Short problem:
Please edit the material from the line with "Could you please spot the blurred grass" through the line with "Could you please spot the mug rim", replacing "mug" with "cup" and leaving everything else unchanged. Give only those lines, without the pictures.

Records shown:
____________________

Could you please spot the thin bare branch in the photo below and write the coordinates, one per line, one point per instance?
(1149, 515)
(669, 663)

____________________

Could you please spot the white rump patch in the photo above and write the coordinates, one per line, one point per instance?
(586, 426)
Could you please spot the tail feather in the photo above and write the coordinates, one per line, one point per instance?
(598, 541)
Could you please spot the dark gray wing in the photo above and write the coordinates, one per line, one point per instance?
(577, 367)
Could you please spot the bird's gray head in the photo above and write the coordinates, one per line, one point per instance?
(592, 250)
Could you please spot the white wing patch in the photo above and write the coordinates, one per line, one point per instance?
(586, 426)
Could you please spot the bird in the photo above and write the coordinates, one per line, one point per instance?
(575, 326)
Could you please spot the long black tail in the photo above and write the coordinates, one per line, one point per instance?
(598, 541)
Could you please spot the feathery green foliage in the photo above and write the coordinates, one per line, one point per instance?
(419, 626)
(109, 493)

____________________

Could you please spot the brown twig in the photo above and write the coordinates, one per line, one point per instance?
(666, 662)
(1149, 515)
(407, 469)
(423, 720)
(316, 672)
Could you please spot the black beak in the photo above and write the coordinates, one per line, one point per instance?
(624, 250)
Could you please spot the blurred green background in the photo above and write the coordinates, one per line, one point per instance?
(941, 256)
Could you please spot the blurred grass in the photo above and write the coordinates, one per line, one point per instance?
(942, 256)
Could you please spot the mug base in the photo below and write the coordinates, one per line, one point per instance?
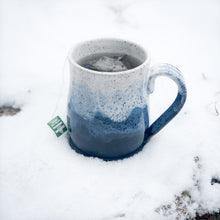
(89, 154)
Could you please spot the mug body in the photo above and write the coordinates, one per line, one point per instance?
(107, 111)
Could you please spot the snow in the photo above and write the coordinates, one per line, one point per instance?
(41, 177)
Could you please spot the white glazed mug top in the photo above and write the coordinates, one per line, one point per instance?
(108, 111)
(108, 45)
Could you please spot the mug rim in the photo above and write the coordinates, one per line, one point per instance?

____________________

Solution to this exercise:
Could you please spot the blurred grass in the photo above and write the coordinates, one per line, one point per instance?
(942, 256)
Could you please spot the cup base in the photo below and write the coordinates, one per line, one point per instance?
(89, 154)
Could you please spot the cup body in the photo above and write the coordinates, one per line, one point per instance?
(107, 111)
Could you please spot the snow in the photo above and write the coordinates, one per line, one point per instance?
(41, 177)
Could you please spot the white glazed cup top in the photo above and write the coordinates, one per line, one point per instance?
(108, 111)
(108, 45)
Could you please spot the cup rim in the photo above and write the coordinates, one per line, one point per instance?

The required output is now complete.